SET PROBLEM:
Write out the material below from its start through the line that contains "xmin=156 ymin=107 xmax=227 ymax=220", keeping every line, and add 58 to each bounding-box coordinate given as an answer while leaving the sample coordinates in the Return lines unchanged. Leave out the picture.

MATERIAL SHOWN:
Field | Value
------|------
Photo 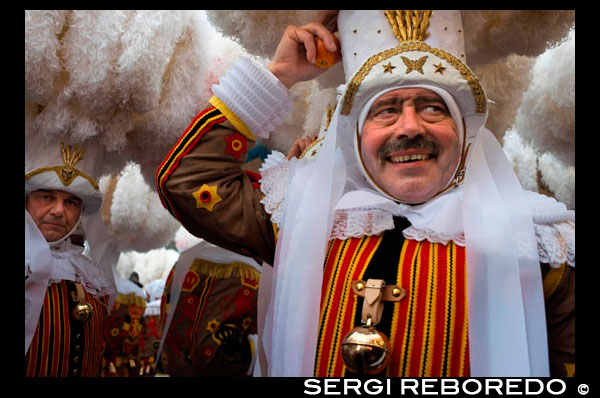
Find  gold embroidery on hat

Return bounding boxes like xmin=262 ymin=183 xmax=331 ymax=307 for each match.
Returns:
xmin=433 ymin=62 xmax=446 ymax=75
xmin=383 ymin=10 xmax=433 ymax=43
xmin=340 ymin=41 xmax=486 ymax=115
xmin=400 ymin=55 xmax=428 ymax=75
xmin=381 ymin=62 xmax=396 ymax=73
xmin=25 ymin=142 xmax=99 ymax=190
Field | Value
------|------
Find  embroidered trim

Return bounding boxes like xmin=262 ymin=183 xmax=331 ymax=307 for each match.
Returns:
xmin=208 ymin=95 xmax=256 ymax=141
xmin=192 ymin=184 xmax=223 ymax=212
xmin=225 ymin=131 xmax=248 ymax=160
xmin=383 ymin=10 xmax=433 ymax=42
xmin=341 ymin=41 xmax=487 ymax=115
xmin=25 ymin=142 xmax=98 ymax=190
xmin=156 ymin=107 xmax=227 ymax=220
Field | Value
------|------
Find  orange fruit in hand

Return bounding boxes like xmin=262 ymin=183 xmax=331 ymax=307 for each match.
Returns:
xmin=315 ymin=35 xmax=342 ymax=69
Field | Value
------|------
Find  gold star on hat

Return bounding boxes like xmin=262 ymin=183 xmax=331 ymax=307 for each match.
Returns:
xmin=381 ymin=62 xmax=395 ymax=73
xmin=433 ymin=62 xmax=446 ymax=75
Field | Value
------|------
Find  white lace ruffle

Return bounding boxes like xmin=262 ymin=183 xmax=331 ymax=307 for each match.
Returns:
xmin=330 ymin=209 xmax=394 ymax=240
xmin=527 ymin=191 xmax=575 ymax=268
xmin=259 ymin=151 xmax=289 ymax=227
xmin=212 ymin=57 xmax=293 ymax=138
xmin=534 ymin=221 xmax=575 ymax=268
xmin=48 ymin=244 xmax=114 ymax=297
xmin=260 ymin=169 xmax=575 ymax=267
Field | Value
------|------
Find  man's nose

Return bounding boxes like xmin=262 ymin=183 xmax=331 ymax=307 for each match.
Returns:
xmin=394 ymin=106 xmax=425 ymax=137
xmin=50 ymin=200 xmax=65 ymax=217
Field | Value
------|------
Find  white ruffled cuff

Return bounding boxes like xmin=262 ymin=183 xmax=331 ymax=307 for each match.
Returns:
xmin=212 ymin=57 xmax=293 ymax=138
xmin=258 ymin=151 xmax=289 ymax=227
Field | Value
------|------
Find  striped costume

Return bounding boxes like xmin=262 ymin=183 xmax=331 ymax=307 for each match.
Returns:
xmin=156 ymin=97 xmax=575 ymax=377
xmin=25 ymin=280 xmax=108 ymax=377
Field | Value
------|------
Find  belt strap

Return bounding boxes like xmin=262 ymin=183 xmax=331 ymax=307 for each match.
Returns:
xmin=351 ymin=279 xmax=406 ymax=325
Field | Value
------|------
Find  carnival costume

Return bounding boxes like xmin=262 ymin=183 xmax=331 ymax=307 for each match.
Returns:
xmin=156 ymin=11 xmax=575 ymax=377
xmin=25 ymin=139 xmax=116 ymax=377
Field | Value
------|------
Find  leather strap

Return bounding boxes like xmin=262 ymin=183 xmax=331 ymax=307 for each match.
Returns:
xmin=351 ymin=279 xmax=406 ymax=325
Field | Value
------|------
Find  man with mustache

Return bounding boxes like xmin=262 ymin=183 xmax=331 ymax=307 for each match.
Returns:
xmin=25 ymin=139 xmax=115 ymax=377
xmin=157 ymin=10 xmax=575 ymax=377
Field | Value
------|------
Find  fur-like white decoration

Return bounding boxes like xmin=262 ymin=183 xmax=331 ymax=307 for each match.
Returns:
xmin=461 ymin=10 xmax=575 ymax=67
xmin=515 ymin=30 xmax=575 ymax=166
xmin=25 ymin=10 xmax=241 ymax=183
xmin=175 ymin=227 xmax=202 ymax=253
xmin=206 ymin=10 xmax=319 ymax=58
xmin=25 ymin=10 xmax=68 ymax=105
xmin=502 ymin=130 xmax=538 ymax=192
xmin=538 ymin=153 xmax=575 ymax=209
xmin=473 ymin=54 xmax=534 ymax=140
xmin=102 ymin=163 xmax=180 ymax=252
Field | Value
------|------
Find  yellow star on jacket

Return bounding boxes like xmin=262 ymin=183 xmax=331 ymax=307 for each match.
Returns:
xmin=192 ymin=184 xmax=222 ymax=211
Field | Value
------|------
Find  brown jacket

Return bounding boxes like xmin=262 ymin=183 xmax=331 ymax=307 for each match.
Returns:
xmin=156 ymin=98 xmax=575 ymax=377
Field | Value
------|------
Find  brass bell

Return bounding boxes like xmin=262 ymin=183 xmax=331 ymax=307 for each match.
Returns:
xmin=73 ymin=301 xmax=92 ymax=322
xmin=342 ymin=318 xmax=392 ymax=375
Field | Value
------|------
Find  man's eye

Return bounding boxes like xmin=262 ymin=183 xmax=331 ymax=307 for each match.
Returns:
xmin=65 ymin=200 xmax=79 ymax=209
xmin=422 ymin=105 xmax=448 ymax=113
xmin=377 ymin=107 xmax=399 ymax=115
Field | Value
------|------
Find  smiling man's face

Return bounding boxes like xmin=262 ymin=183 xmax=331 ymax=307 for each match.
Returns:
xmin=360 ymin=88 xmax=461 ymax=203
xmin=25 ymin=189 xmax=83 ymax=242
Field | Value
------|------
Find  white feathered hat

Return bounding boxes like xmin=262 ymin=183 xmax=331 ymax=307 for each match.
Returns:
xmin=25 ymin=136 xmax=103 ymax=214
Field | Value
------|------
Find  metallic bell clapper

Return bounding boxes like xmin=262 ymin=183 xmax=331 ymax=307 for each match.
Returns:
xmin=342 ymin=318 xmax=392 ymax=375
xmin=73 ymin=301 xmax=92 ymax=322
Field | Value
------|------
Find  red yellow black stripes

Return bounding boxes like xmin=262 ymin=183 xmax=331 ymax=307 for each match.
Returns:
xmin=387 ymin=240 xmax=469 ymax=377
xmin=315 ymin=236 xmax=380 ymax=376
xmin=189 ymin=276 xmax=215 ymax=364
xmin=156 ymin=106 xmax=226 ymax=219
xmin=25 ymin=281 xmax=106 ymax=377
xmin=315 ymin=224 xmax=469 ymax=377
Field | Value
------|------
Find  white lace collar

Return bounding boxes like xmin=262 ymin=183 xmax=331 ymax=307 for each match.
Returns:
xmin=259 ymin=151 xmax=575 ymax=267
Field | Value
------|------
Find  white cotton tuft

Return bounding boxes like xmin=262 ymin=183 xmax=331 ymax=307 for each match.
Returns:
xmin=25 ymin=10 xmax=69 ymax=105
xmin=515 ymin=30 xmax=575 ymax=166
xmin=133 ymin=248 xmax=179 ymax=285
xmin=473 ymin=54 xmax=534 ymax=139
xmin=206 ymin=10 xmax=319 ymax=58
xmin=103 ymin=163 xmax=180 ymax=252
xmin=461 ymin=10 xmax=575 ymax=67
xmin=502 ymin=130 xmax=538 ymax=192
xmin=303 ymin=83 xmax=337 ymax=137
xmin=538 ymin=153 xmax=575 ymax=210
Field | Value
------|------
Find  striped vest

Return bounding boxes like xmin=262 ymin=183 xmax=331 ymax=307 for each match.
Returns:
xmin=25 ymin=280 xmax=107 ymax=377
xmin=315 ymin=218 xmax=469 ymax=377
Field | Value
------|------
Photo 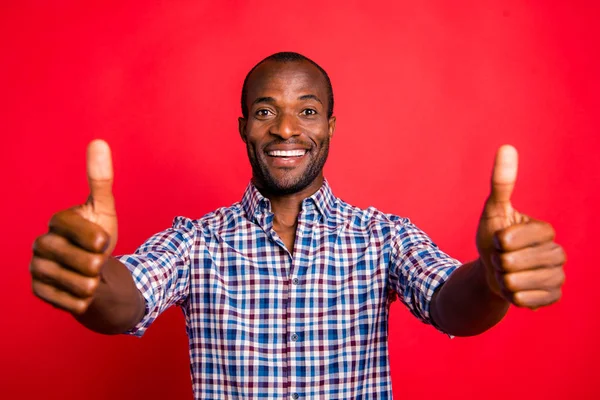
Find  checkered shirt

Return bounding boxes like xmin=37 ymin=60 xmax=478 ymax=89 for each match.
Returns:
xmin=119 ymin=181 xmax=459 ymax=400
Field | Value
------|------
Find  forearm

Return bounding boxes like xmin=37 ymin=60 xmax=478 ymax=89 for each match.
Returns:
xmin=75 ymin=257 xmax=145 ymax=335
xmin=430 ymin=260 xmax=510 ymax=336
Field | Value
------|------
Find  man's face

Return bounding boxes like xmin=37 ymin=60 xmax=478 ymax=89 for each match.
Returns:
xmin=239 ymin=61 xmax=335 ymax=195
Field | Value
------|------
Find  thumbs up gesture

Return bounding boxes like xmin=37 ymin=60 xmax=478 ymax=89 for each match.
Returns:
xmin=477 ymin=145 xmax=566 ymax=309
xmin=30 ymin=140 xmax=117 ymax=315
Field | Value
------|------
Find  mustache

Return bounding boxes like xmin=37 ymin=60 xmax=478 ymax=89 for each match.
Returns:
xmin=263 ymin=138 xmax=313 ymax=150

THE SOLUTION:
Field | Value
------|------
Photo 
Find  gold embroidery on hat

Return bounding boxes like xmin=262 ymin=183 xmax=331 ymax=307 for each match.
Returns:
xmin=491 ymin=120 xmax=504 ymax=133
xmin=441 ymin=68 xmax=491 ymax=101
xmin=398 ymin=99 xmax=544 ymax=173
xmin=458 ymin=113 xmax=486 ymax=133
xmin=439 ymin=120 xmax=454 ymax=131
xmin=83 ymin=200 xmax=157 ymax=248
Field | Value
------|------
Find  embroidered trim

Return bounding boxes like xmin=262 ymin=183 xmax=331 ymax=307 for each match.
Returns:
xmin=266 ymin=153 xmax=314 ymax=199
xmin=250 ymin=242 xmax=281 ymax=270
xmin=283 ymin=189 xmax=306 ymax=218
xmin=441 ymin=68 xmax=491 ymax=100
xmin=399 ymin=99 xmax=545 ymax=173
xmin=83 ymin=200 xmax=156 ymax=248
xmin=214 ymin=165 xmax=285 ymax=278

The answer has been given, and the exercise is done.